◆ Quoted text
::::
2U Carves Out Its Path to $1 Billion

11/6/18

By Steve Symington, MotleyFool

2U Inc. (NASDAQ:TWOU) announced brilliant third-quarter 2018 results on Monday after the market closed, exceeding expectations yet again and improving its full-year earnings guidance for the third time in as many reports.

Similar to last quarter's initial post-earnings drop in August, though, shares of the online education platform leader are down around 10% in after-hours trading as of this writing. So, let's turn some digital pages to get a better idea of what drove 2U over the past few months, and what investors should be watching in the coming quarters.

2U results: The raw numbers

Metric

Q3 2018

Q3 2017

Growth (YOY)

Revenue$107 million$70.3 million52.2%
GAAP net income (loss)($9.9 million)($14.7 million)N/A
GAAP earnings (loss) per share($0.17)($0.30)N/A

DATA SOURCE: 2U, INC. GAAP = GENERALLY ACCEPTED ACCOUNTING PRINCIPLES. YOY = YEAR OVER YEAR.

What happened with 2U this quarter?

  • On an adjusted (non-GAAP) basis, which excludes items like stock-based compensation and acquisition expenses, 2U incurred a net loss of $688,000, or $0.01 per share, narrowed from a loss of $0.15 per share in the same year-ago period.
::::
◆ Listed records
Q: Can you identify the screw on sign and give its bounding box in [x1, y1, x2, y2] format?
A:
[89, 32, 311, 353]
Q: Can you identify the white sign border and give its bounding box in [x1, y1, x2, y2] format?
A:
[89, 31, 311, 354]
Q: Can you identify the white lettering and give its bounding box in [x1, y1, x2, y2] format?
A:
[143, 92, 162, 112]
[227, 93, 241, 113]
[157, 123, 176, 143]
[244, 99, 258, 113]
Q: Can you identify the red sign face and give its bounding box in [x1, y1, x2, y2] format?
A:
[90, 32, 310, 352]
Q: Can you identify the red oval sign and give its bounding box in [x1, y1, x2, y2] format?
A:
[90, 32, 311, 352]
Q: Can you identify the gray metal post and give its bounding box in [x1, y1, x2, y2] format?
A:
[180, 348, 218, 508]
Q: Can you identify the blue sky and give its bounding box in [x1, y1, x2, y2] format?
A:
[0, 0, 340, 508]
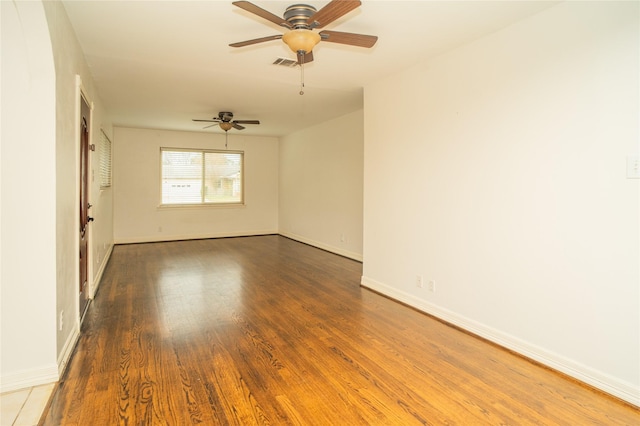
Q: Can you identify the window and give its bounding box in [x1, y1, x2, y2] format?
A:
[160, 148, 244, 205]
[100, 129, 111, 188]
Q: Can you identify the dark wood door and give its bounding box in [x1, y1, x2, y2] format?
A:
[79, 98, 92, 316]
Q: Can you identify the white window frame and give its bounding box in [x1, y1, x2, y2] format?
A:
[159, 147, 244, 208]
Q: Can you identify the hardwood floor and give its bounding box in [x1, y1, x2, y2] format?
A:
[41, 236, 640, 425]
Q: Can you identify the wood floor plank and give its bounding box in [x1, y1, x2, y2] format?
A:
[41, 236, 640, 426]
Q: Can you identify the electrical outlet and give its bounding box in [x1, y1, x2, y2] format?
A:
[627, 155, 640, 179]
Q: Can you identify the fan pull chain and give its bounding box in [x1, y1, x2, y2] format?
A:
[298, 51, 304, 96]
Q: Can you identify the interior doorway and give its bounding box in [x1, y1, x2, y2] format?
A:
[78, 96, 93, 318]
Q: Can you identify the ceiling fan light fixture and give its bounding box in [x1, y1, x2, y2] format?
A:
[282, 29, 321, 54]
[220, 121, 233, 132]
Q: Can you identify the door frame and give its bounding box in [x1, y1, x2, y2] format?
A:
[74, 75, 94, 322]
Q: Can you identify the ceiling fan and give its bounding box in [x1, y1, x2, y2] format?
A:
[229, 0, 378, 65]
[193, 111, 260, 132]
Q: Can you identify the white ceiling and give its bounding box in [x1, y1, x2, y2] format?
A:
[63, 0, 557, 136]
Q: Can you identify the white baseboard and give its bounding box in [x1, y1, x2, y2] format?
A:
[279, 231, 362, 262]
[0, 365, 60, 393]
[57, 327, 80, 377]
[114, 230, 278, 244]
[361, 276, 640, 407]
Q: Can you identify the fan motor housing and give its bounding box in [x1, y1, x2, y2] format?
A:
[218, 111, 233, 121]
[283, 4, 317, 29]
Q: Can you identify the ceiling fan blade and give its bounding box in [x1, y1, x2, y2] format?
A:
[233, 120, 260, 124]
[229, 34, 282, 47]
[232, 1, 291, 28]
[298, 51, 313, 65]
[307, 0, 362, 28]
[320, 30, 378, 47]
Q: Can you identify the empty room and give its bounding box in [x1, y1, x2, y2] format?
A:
[0, 0, 640, 426]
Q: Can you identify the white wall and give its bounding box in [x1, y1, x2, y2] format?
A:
[0, 1, 58, 391]
[362, 2, 640, 404]
[279, 110, 364, 260]
[44, 2, 113, 369]
[0, 2, 113, 392]
[113, 127, 278, 243]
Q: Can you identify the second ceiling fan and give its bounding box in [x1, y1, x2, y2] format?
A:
[229, 0, 378, 65]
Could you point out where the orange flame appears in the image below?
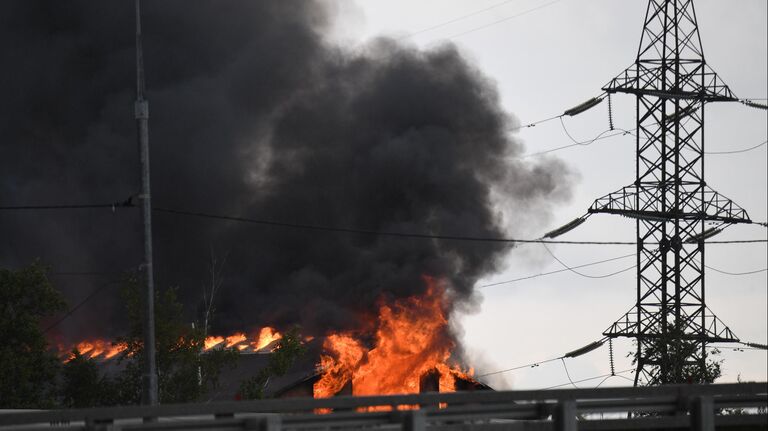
[203,326,283,351]
[313,277,471,408]
[251,326,283,350]
[59,339,128,362]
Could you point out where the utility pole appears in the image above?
[134,0,157,406]
[589,0,752,385]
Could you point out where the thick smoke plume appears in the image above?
[0,0,568,336]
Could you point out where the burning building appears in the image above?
[9,0,572,402]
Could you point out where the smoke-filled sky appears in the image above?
[0,0,573,338]
[335,0,768,389]
[0,0,768,388]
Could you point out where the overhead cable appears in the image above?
[478,253,636,288]
[704,140,768,154]
[541,368,635,391]
[541,243,637,279]
[397,0,518,40]
[447,0,561,39]
[704,265,768,275]
[0,203,768,245]
[43,281,120,333]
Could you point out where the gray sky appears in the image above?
[332,0,768,389]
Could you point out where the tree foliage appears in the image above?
[240,326,307,400]
[111,277,238,404]
[0,262,65,408]
[628,323,723,386]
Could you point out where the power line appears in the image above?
[704,140,768,154]
[541,368,635,391]
[507,114,565,132]
[397,0,518,41]
[0,201,128,211]
[478,253,635,288]
[152,207,635,245]
[447,0,561,39]
[542,244,637,279]
[521,128,632,157]
[0,199,768,245]
[476,356,563,378]
[704,265,768,275]
[560,117,637,147]
[43,281,120,333]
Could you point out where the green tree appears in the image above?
[240,326,307,400]
[628,323,723,386]
[60,349,120,408]
[115,277,239,404]
[0,262,65,408]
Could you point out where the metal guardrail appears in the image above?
[0,383,768,431]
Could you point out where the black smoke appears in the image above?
[0,0,569,335]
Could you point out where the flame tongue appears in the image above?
[314,277,463,397]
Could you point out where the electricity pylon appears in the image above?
[589,0,751,385]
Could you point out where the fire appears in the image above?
[59,339,128,362]
[203,326,282,351]
[313,277,471,398]
[251,326,283,350]
[58,326,282,362]
[204,335,224,350]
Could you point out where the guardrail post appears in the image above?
[243,415,283,431]
[691,395,715,431]
[553,400,577,431]
[403,410,427,431]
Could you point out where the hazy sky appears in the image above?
[332,0,768,389]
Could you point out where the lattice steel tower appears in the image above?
[589,0,751,385]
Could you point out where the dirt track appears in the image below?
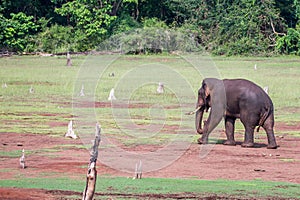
[0,124,300,199]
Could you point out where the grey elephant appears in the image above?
[194,78,278,149]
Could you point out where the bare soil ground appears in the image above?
[0,123,300,199]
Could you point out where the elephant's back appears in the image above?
[223,79,273,109]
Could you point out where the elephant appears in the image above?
[194,78,278,149]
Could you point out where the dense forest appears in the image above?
[0,0,300,55]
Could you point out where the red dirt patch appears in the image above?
[0,123,300,199]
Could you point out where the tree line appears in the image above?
[0,0,300,55]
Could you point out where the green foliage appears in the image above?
[0,0,300,55]
[276,28,300,55]
[0,12,39,52]
[37,24,79,53]
[55,0,116,50]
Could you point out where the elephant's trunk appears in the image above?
[195,107,204,134]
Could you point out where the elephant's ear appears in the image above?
[203,78,226,133]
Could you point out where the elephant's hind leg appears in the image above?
[223,116,236,146]
[263,115,278,149]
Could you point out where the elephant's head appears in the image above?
[195,78,226,134]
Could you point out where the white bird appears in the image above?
[264,86,269,94]
[156,82,164,94]
[29,86,34,94]
[108,88,117,101]
[2,83,7,88]
[65,120,77,139]
[79,84,84,97]
[20,149,25,169]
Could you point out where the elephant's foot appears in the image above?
[223,140,236,146]
[197,138,208,144]
[267,144,278,149]
[241,142,254,148]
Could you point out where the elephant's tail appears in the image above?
[256,106,272,132]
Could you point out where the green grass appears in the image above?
[0,177,300,198]
[0,55,300,198]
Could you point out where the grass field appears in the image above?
[0,55,300,199]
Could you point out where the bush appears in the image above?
[0,12,39,52]
[36,24,78,53]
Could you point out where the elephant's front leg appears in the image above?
[223,116,236,146]
[198,115,210,144]
[242,126,255,148]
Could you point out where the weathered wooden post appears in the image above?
[20,149,26,169]
[156,82,164,94]
[108,88,117,101]
[133,160,143,179]
[67,52,72,67]
[79,84,85,97]
[82,123,101,200]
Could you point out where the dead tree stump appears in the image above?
[67,52,72,67]
[82,123,101,200]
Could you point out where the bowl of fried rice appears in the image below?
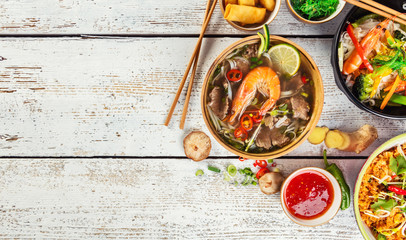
[354,133,406,240]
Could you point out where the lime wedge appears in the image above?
[227,165,237,177]
[268,43,300,76]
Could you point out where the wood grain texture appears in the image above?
[0,38,406,156]
[0,0,350,35]
[0,159,363,239]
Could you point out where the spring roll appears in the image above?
[224,0,238,6]
[224,4,266,24]
[259,0,275,12]
[238,0,255,7]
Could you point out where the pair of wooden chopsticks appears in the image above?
[165,0,217,129]
[345,0,406,25]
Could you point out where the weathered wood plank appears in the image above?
[0,38,406,156]
[0,159,363,239]
[0,0,350,35]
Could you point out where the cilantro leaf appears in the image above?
[389,155,406,175]
[371,199,396,211]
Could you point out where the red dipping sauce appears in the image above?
[283,170,334,219]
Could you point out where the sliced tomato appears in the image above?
[240,114,253,131]
[256,168,271,180]
[234,127,248,141]
[226,69,242,82]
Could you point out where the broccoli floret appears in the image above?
[352,74,374,101]
[394,30,406,41]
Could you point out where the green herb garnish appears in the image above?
[371,199,396,211]
[389,155,406,175]
[291,0,339,20]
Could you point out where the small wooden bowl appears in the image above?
[201,35,324,159]
[219,0,282,31]
[286,0,346,24]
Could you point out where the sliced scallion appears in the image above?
[207,166,221,173]
[227,165,237,177]
[195,169,204,176]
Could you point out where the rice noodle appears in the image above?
[371,175,391,184]
[364,209,390,219]
[207,106,221,131]
[397,144,406,160]
[275,115,288,128]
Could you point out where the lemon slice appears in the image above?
[268,43,300,76]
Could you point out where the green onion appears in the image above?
[224,172,231,182]
[227,165,237,177]
[279,103,288,111]
[195,169,204,176]
[207,166,221,173]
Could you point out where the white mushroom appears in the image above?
[258,172,284,195]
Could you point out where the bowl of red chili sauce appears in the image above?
[281,167,341,227]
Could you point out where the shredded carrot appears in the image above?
[369,68,392,98]
[381,75,402,110]
[383,81,406,92]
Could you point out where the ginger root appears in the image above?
[324,125,378,153]
[307,127,329,145]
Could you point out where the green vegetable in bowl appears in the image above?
[291,0,338,20]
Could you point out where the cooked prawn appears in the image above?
[228,67,281,122]
[343,19,391,75]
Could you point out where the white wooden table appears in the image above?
[0,0,406,239]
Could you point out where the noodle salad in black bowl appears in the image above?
[331,2,406,119]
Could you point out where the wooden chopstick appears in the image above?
[345,0,406,25]
[164,0,217,126]
[360,0,406,20]
[179,0,210,129]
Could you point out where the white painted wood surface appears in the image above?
[0,0,350,35]
[0,158,364,240]
[0,0,396,239]
[0,38,406,156]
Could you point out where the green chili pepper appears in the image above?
[323,150,351,210]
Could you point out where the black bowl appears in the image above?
[331,0,406,119]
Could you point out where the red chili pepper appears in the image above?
[240,114,253,131]
[234,127,248,141]
[301,75,307,84]
[251,111,264,123]
[254,160,268,168]
[227,69,242,82]
[347,24,374,72]
[388,186,406,195]
[256,168,271,179]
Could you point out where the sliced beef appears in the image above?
[242,44,258,59]
[281,72,304,92]
[270,128,290,147]
[208,86,230,120]
[264,115,275,128]
[290,94,310,120]
[255,126,272,149]
[274,117,292,128]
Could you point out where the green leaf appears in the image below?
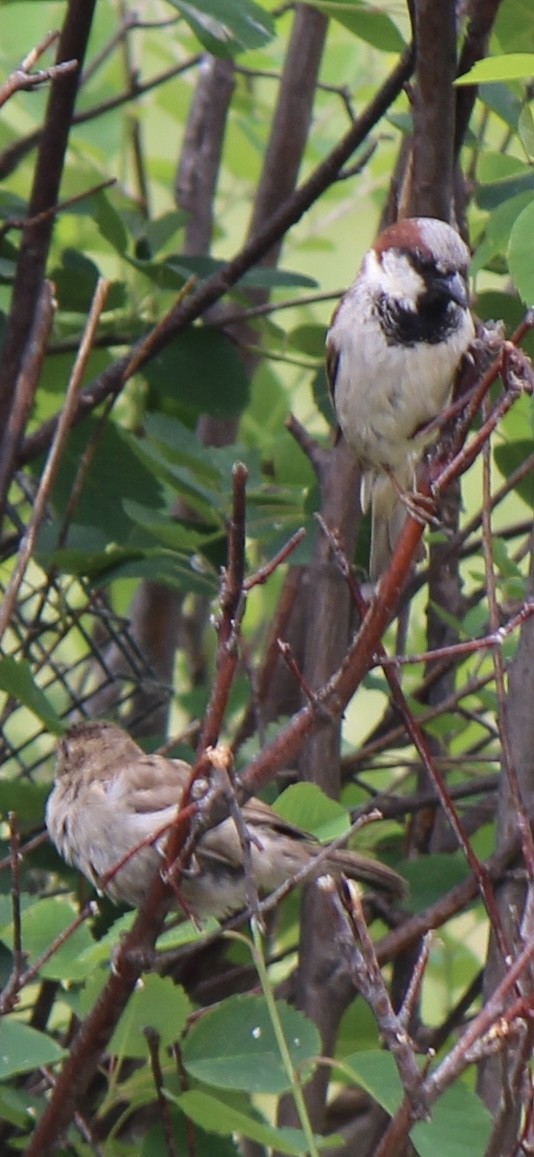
[0,897,94,976]
[454,52,534,86]
[509,201,534,305]
[0,1016,68,1081]
[410,1081,492,1157]
[518,104,534,163]
[173,1089,341,1157]
[183,996,320,1093]
[0,778,50,827]
[169,0,274,57]
[164,253,318,293]
[38,418,163,539]
[343,1049,403,1117]
[94,193,128,255]
[50,249,126,315]
[143,325,249,418]
[401,853,468,912]
[0,655,65,735]
[337,1051,491,1157]
[494,439,534,507]
[273,783,350,843]
[107,974,192,1057]
[309,0,405,52]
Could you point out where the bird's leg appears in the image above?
[384,466,442,530]
[207,744,265,931]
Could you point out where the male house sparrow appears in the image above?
[326,218,475,581]
[46,722,406,919]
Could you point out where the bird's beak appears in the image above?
[432,273,469,309]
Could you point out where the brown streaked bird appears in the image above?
[46,722,406,919]
[326,218,475,581]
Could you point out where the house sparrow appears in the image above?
[326,218,475,581]
[46,722,406,919]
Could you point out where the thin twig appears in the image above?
[143,1025,178,1157]
[0,280,110,640]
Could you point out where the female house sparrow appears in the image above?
[326,218,475,581]
[46,722,406,919]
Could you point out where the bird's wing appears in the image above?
::::
◆ Tasks
1 - Reproduce everything in the 2U earnings article from "By Steve Symington, MotleyFool" down to "as many reports.".
2 - Pick up the 2U earnings article after its last sentence and keep writing it.
The listing comes from a different source than the 2U earnings article.

◆ Final answers
1 -
By Steve Symington, MotleyFool

2U Inc. (NASDAQ:TWOU) announced brilliant third-quarter 2018 results on Monday after the market closed, exceeding expectations yet again and improving its full-year earnings guidance for the third time in as many reports.

2 -
  • Both the top and bottom lines compared favorably to 2U's latest guidance, which called for revenue of $106 million to $107 million, a wider GAAP net loss per share of $0.20 to $0.19, and a wider adjusted net loss per share of $0.03 to $0.02.
  • Adjusted EBITDA was $4.7 million, near the high end of guidance for a range of $4.2 million to $4.8 million, and swinging from a loss of $3.7 million in last year's third quarter.
  • In August, 2U announced a new domestic graduate program (DGP) with the Vanderbilt University School of Engineering for two online graduate degrees in computer science and engineering management.
  • Partnership and contract highlights in Q3 include:
    • An expanded partnership with George Washington University for a portfolio of online short courses across various disciplines.
    • An expanded partnership with Yale University's School of Management for three business-focused online short courses.
    • A 15-year contract extension with Simmons University through 2039.

Female student with orange shirt working on a notebook computer

IMAGE SOURCE: GETTY IMAGES.

What management had to say

2U co-founder and CEO Chip Paucek commented on the quarter:

Strong year-over-year growth combined with our stepped-up program launch targets for 2019, 2020 and 2021, have put 2U on the path to $1.0 billion in revenue, which we expect to hit in a little over three years. Higher education is fully embracing the power of online, and 2U's size, scale and track record put us in the pole position to seize new growth opportunities and further solidify our market leadership globally.

Looking forward

For the fourth quarter of 2018, 2U expects revenue in the range of $114.4 million to $115.3 million. That should translate to adjusted EBITDA of $19.8 million to $20.4 million, a GAAP net loss per share of $0.04 to $0.05, and adjusted net income per share of $0.20 to $0.21.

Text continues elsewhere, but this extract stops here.